» Task to complete
Go through the data below and return each line where the string "Could" appears.

» Stored data
--- START ---

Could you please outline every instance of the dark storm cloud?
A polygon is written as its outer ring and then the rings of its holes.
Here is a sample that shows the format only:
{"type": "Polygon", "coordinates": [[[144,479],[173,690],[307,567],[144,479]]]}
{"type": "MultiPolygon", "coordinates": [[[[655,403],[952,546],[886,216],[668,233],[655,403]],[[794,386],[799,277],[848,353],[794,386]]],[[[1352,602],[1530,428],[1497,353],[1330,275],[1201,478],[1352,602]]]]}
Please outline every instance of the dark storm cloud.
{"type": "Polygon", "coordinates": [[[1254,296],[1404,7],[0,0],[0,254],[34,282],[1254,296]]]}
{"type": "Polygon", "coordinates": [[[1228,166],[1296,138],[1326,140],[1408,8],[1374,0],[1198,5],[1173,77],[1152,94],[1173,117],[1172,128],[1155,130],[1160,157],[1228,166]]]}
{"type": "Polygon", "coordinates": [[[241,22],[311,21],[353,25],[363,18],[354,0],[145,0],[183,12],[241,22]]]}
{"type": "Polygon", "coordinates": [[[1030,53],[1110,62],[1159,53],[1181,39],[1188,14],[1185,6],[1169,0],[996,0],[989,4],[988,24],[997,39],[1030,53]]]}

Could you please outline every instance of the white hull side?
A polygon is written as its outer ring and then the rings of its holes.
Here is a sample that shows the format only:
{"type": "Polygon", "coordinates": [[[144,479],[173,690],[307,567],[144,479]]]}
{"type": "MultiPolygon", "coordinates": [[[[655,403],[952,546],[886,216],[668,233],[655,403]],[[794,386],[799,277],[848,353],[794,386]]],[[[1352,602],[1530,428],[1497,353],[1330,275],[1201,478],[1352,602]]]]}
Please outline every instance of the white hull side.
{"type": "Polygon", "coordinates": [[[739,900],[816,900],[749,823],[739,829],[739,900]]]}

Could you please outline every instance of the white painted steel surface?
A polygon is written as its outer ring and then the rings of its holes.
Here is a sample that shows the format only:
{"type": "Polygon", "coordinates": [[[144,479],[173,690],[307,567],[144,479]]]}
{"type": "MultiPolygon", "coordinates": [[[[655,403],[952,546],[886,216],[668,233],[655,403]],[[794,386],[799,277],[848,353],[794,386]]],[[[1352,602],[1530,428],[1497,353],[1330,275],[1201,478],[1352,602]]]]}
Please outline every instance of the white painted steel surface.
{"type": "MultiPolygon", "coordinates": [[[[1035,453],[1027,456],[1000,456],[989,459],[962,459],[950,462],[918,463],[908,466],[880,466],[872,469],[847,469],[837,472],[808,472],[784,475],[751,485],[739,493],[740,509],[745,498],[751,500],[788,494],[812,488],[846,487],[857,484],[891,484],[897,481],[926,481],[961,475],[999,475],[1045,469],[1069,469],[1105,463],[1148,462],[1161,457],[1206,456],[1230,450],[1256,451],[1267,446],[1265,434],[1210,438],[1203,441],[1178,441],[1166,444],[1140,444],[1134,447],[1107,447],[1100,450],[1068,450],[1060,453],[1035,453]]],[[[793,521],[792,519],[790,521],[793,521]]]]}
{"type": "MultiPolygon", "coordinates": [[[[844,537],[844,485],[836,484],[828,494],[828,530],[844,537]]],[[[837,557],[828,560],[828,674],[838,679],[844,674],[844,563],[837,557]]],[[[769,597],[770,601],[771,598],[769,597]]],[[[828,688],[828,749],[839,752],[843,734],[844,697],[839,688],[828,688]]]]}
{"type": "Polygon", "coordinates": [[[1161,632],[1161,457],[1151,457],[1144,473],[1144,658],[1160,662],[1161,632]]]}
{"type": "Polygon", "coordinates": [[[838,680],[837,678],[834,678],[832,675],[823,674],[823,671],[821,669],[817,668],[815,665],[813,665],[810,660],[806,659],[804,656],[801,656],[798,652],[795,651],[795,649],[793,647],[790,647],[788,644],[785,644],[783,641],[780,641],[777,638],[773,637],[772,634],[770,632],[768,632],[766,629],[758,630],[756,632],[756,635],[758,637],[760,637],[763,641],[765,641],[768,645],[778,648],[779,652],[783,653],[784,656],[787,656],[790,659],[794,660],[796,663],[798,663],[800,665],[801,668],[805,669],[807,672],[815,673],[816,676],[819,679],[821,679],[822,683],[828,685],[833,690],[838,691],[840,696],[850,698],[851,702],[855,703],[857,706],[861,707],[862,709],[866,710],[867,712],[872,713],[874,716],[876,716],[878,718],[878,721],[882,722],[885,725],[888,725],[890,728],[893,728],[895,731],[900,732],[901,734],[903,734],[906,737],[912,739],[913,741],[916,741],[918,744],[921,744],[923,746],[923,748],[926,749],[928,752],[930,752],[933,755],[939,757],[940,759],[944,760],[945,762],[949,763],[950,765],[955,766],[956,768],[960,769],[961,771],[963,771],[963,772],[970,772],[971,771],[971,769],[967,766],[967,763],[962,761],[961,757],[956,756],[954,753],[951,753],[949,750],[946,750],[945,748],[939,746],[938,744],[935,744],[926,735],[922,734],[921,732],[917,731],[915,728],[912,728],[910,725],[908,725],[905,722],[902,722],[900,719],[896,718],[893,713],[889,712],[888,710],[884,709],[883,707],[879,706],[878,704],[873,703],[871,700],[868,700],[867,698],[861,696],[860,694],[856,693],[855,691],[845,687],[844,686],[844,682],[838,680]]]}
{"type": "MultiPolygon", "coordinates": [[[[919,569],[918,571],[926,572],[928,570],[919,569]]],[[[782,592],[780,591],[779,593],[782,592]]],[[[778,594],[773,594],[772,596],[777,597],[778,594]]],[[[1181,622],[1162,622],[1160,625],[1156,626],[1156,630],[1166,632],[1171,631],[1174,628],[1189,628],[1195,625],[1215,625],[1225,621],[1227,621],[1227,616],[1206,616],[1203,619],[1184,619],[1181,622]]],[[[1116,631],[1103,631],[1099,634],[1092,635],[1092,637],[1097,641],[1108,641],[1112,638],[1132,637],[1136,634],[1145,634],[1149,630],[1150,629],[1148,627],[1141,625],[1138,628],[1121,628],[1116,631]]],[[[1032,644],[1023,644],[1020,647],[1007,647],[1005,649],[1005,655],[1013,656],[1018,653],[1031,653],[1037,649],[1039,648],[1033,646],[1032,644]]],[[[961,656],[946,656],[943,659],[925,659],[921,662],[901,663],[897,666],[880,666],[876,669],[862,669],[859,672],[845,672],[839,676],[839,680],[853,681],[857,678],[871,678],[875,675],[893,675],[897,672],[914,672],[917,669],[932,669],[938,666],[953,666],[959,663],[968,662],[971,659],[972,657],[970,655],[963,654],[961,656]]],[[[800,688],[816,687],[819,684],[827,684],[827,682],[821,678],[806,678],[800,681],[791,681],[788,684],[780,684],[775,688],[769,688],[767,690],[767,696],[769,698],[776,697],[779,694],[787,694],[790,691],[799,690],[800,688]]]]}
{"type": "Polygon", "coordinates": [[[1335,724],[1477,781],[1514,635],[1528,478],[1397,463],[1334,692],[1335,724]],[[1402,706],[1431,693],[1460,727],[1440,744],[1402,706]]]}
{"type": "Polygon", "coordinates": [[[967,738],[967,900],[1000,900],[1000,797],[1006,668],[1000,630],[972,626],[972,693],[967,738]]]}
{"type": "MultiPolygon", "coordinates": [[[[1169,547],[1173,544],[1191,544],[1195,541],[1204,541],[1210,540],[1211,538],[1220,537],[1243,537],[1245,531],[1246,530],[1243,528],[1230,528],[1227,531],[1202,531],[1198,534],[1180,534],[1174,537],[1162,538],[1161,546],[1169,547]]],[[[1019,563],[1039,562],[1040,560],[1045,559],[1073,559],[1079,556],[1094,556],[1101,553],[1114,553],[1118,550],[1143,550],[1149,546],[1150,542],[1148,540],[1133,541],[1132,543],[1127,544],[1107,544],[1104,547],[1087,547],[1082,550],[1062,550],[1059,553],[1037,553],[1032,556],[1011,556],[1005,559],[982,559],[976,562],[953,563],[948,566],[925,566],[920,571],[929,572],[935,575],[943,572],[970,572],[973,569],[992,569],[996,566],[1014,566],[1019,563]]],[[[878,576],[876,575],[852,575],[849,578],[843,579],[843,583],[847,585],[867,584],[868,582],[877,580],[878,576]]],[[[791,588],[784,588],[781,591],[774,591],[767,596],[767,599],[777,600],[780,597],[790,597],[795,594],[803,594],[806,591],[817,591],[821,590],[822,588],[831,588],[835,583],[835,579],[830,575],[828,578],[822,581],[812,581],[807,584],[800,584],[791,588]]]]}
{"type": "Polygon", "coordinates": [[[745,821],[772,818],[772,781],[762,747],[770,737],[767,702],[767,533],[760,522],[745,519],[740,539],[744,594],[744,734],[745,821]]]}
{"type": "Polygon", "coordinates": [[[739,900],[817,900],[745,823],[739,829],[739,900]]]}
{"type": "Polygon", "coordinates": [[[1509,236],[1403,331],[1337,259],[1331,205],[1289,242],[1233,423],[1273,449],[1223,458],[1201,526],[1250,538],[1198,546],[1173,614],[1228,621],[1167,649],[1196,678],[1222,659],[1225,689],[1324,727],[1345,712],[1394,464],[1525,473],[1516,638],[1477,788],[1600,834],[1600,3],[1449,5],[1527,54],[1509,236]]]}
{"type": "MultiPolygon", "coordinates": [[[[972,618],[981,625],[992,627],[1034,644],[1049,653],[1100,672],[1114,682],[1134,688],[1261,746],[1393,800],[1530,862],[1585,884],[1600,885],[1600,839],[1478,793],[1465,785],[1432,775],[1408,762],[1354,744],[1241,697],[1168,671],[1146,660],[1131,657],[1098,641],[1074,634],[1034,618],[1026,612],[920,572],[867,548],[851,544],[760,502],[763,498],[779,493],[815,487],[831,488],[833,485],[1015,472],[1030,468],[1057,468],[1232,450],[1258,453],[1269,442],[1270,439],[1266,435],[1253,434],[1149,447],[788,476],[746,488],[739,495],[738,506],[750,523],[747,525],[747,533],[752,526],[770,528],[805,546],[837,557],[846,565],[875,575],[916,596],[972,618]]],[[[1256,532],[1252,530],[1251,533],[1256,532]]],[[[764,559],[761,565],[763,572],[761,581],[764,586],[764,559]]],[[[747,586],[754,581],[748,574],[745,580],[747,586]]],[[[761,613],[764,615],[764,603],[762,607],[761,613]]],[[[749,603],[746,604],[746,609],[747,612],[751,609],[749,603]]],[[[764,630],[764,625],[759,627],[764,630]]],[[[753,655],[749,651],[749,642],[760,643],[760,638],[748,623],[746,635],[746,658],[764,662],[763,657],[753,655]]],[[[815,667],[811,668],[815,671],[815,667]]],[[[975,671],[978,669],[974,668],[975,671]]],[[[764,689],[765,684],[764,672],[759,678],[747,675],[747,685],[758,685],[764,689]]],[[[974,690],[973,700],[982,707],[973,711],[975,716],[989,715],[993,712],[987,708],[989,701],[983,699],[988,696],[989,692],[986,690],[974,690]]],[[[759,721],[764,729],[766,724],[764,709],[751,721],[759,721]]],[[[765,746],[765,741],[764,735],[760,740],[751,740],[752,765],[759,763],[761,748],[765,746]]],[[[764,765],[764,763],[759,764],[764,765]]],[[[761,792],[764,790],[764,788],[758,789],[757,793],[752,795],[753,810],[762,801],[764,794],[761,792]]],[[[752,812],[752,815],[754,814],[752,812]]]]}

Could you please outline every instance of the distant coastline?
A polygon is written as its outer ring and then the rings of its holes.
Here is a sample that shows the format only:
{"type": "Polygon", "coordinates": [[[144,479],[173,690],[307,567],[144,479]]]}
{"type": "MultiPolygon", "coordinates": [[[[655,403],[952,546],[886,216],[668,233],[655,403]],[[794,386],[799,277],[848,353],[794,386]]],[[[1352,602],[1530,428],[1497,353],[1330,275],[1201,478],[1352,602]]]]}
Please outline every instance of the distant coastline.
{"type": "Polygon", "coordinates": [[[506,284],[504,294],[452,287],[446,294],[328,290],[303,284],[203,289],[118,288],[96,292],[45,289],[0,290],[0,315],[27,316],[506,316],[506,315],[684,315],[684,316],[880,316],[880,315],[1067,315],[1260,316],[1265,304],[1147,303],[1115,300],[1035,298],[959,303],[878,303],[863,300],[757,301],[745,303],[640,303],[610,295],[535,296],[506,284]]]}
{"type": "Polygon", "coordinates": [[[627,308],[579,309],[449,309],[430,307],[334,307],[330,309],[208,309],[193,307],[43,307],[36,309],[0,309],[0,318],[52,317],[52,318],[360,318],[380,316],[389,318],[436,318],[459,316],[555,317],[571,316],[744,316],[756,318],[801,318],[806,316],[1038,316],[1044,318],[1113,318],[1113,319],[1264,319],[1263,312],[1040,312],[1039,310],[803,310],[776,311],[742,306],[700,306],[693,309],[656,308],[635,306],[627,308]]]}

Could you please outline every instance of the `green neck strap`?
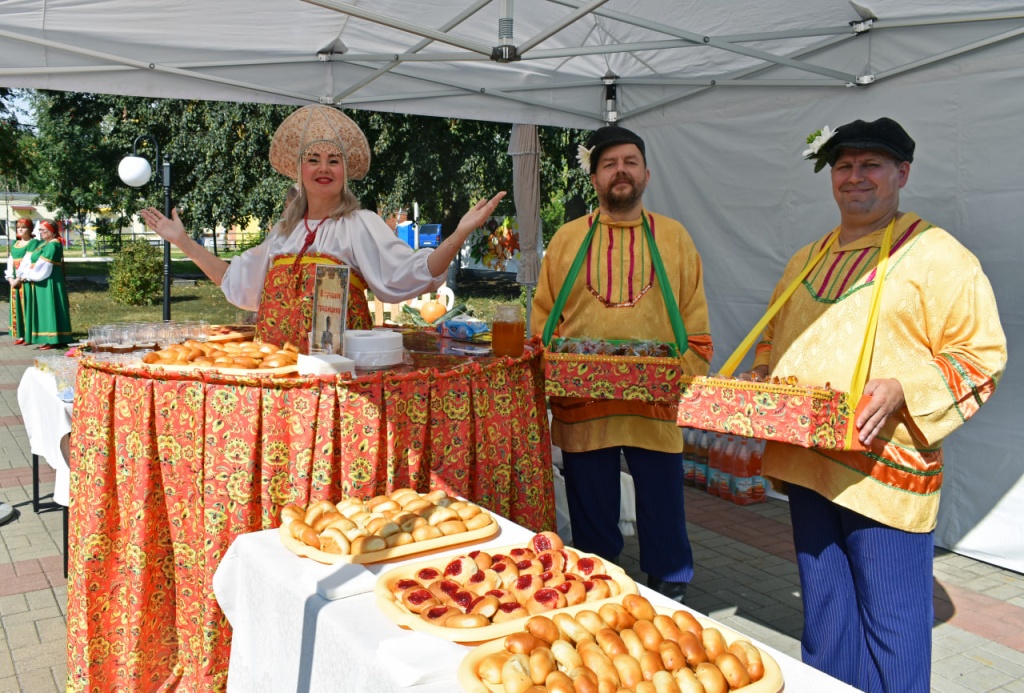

--- END ---

» Response area
Could you please outline every instance of the dark storm cloud?
Could you please outline every instance of the white hull side?
Could you please outline every instance of the white painted steel surface?
Could you please outline every instance of the distant coastline?
Could you please outline every instance of the `green neck strap`?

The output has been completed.